→ **OBJECTIVE 1**: Count how many lines of the records contain the string "seagull", treating uppercase and lowercase as different. Give only the number.
## Begin SOURCE EXCERPT
Skip to main content

This python module implements a simple key-value data base based on JSON data stored in a directory.

Project description

jk_keyvaluestore

Introduction

This python module implements a simple key-value data base based on JSON data stored in a directory.

Information about this module can be found here:

Goals

This module provides a simple key-value-based data store. The current implementation does not aim for highes performance but for ease of use, even in interprocess domain. This means that ...

  • You can instantiate a data store class right away and use it to read and write key-value data. The only thing you need to provide is a writable data directory.
  • A data store can be read-write or read-only.
  • A key can be associated with arbitrary amounts of JSON data.
  • Other data store instances (sharing the same directory) can perform writes as well. These will be visible to the other data store instances.

Limitations

The current implementation is pretty straight forward. Every change causes a write of a JSON file that contains that data. This way a) persistency is ensured and b) other instances of a data store will receive the new data. Therefore the concurrency model is very simple: THe most recent write wins.

Though this concept has drawbacks:

  • Managing thousands of key-value-pairs will be inefficient as for every key-value-pair a single file is required to hold that data.
  • High frequent changes of data will be inefficient as well.
  • As time stamps are used to synchronize one or more data store instances if you use multiple processes residing on multiple hosts you need to ensure that the system time will not be much different accross all nodes.

This key-value store is ment for use cases where you desire to keep things simple in your software as the amount of data you need to manage is quite limited.
## End SOURCE EXCERPT
## Begin LISTING
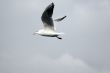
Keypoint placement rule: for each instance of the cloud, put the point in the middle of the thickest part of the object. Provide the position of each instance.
(64, 64)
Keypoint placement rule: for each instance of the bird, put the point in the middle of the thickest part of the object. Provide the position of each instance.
(49, 29)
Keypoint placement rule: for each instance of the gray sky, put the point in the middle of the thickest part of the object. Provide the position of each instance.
(85, 47)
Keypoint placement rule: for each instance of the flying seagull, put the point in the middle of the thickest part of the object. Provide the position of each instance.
(49, 30)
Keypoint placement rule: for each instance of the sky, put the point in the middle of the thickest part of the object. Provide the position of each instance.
(85, 47)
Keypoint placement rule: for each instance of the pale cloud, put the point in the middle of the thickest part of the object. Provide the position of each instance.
(64, 64)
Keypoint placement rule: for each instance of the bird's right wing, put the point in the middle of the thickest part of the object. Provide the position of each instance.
(60, 19)
(47, 17)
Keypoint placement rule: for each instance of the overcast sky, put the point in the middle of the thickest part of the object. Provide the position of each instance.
(85, 47)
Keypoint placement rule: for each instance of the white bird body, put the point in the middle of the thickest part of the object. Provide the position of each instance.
(49, 30)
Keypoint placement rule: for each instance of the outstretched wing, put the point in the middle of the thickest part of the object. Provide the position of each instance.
(60, 19)
(47, 17)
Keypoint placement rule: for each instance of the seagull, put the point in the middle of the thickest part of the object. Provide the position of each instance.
(48, 29)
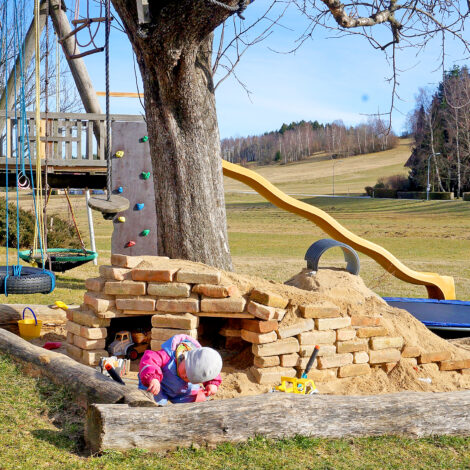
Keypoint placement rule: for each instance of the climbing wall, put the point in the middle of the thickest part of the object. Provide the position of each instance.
(135, 230)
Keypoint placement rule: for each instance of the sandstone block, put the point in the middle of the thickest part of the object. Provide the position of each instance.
(279, 314)
(351, 346)
(268, 361)
(162, 334)
(189, 305)
(353, 370)
(72, 327)
(89, 318)
(260, 326)
(345, 334)
(92, 357)
(183, 321)
(169, 289)
(306, 350)
(74, 352)
(332, 323)
(230, 332)
(136, 303)
(261, 311)
(289, 360)
(70, 337)
(156, 345)
(84, 343)
(411, 351)
(269, 299)
(194, 277)
(317, 337)
(113, 273)
(437, 356)
(93, 333)
(384, 342)
(271, 375)
(384, 355)
(360, 357)
(229, 304)
(368, 332)
(455, 365)
(95, 284)
(99, 302)
(295, 329)
(409, 361)
(214, 291)
(258, 338)
(282, 346)
(338, 360)
(125, 288)
(362, 320)
(320, 310)
(154, 274)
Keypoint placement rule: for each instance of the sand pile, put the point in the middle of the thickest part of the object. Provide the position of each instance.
(353, 297)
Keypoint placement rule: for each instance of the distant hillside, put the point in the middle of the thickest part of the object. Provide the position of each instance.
(315, 175)
(298, 141)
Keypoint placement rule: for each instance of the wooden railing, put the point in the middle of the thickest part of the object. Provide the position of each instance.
(68, 139)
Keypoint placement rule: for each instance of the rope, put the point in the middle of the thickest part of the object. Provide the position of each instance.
(74, 220)
(108, 123)
(242, 4)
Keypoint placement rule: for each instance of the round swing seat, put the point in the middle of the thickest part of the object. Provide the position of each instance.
(62, 259)
(109, 207)
(30, 281)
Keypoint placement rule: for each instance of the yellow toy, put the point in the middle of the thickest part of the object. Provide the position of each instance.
(303, 385)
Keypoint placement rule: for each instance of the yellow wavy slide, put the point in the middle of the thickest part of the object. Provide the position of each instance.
(438, 287)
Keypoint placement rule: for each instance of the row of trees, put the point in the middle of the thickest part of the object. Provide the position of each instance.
(299, 140)
(440, 126)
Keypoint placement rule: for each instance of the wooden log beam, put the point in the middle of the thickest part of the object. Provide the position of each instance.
(11, 313)
(86, 384)
(277, 415)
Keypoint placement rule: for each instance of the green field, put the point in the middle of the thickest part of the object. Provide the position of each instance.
(40, 427)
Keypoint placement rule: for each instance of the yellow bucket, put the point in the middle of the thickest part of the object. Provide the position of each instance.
(29, 328)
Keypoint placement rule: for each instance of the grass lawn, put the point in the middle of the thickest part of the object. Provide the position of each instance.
(40, 427)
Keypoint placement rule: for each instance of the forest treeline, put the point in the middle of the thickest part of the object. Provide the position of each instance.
(440, 126)
(299, 140)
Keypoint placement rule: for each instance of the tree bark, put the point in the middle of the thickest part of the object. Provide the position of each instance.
(174, 56)
(277, 415)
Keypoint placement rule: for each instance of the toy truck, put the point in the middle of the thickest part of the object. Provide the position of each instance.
(123, 345)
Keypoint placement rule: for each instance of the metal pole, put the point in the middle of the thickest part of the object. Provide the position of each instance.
(90, 225)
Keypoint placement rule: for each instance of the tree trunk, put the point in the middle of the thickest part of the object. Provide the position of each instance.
(174, 56)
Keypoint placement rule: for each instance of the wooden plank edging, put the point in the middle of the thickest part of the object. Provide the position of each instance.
(277, 415)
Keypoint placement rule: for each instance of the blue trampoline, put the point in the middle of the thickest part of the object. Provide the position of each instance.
(452, 315)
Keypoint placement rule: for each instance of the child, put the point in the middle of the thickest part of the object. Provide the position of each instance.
(175, 372)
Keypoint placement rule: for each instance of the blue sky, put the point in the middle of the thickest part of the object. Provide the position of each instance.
(327, 79)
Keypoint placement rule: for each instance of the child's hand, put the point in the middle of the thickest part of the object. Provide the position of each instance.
(211, 389)
(154, 387)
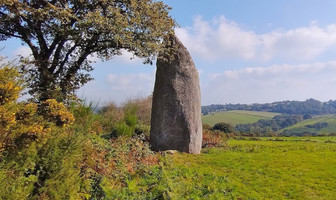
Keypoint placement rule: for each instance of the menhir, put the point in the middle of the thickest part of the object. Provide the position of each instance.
(176, 112)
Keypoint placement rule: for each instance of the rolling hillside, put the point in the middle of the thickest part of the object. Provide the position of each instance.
(235, 117)
(324, 124)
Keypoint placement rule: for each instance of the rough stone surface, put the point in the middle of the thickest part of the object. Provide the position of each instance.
(176, 111)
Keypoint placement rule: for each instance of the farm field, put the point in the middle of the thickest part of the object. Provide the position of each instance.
(302, 126)
(269, 168)
(235, 117)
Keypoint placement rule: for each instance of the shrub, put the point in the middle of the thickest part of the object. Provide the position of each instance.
(224, 127)
(213, 138)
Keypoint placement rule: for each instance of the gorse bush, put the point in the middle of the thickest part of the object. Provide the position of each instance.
(50, 151)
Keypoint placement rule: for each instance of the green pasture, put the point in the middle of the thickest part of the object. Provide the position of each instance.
(267, 168)
(236, 117)
(301, 127)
## End LISTING
→ **OBJECTIVE 2**: Copy everything in the key-value store description from "Introduction" down to "of JSON data.", replacing "directory" with "folder" wherever it appears.

→ **COMPLETE ANSWER 1**: 2

→ **COMPLETE ANSWER 2**:
Introduction

This python module implements a simple key-value data base based on JSON data stored in a folder.

Information about this module can be found here:

Goals

This module provides a simple key-value-based data store. The current implementation does not aim for highes performance but for ease of use, even in interprocess domain. This means that ...

  • You can instantiate a data store class right away and use it to read and write key-value data. The only thing you need to provide is a writable data folder.
  • A data store can be read-write or read-only.
  • A key can be associated with arbitrary amounts of JSON data.